▶ _Exercise objective_
From the line with "positive clicks: (945, 649) (924, 640)" to the line with "negative clicks: (969, 669)", retype every line exactly, including those two, and leave out the rest of the data below.
(Beginning of Dataset content)
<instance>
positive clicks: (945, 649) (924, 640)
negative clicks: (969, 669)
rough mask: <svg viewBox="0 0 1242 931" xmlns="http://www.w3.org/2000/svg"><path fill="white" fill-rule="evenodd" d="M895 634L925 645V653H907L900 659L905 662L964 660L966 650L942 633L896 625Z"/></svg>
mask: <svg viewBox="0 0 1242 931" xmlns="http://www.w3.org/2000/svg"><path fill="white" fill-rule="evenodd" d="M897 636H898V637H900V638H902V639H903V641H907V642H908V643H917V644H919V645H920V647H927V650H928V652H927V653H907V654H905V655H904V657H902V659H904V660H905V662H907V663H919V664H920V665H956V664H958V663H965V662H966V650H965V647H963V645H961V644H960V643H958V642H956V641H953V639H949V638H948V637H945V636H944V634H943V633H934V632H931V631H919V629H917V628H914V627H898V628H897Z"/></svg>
(End of Dataset content)
▶ _Written response_
positive clicks: (945, 649) (924, 640)
negative clicks: (969, 669)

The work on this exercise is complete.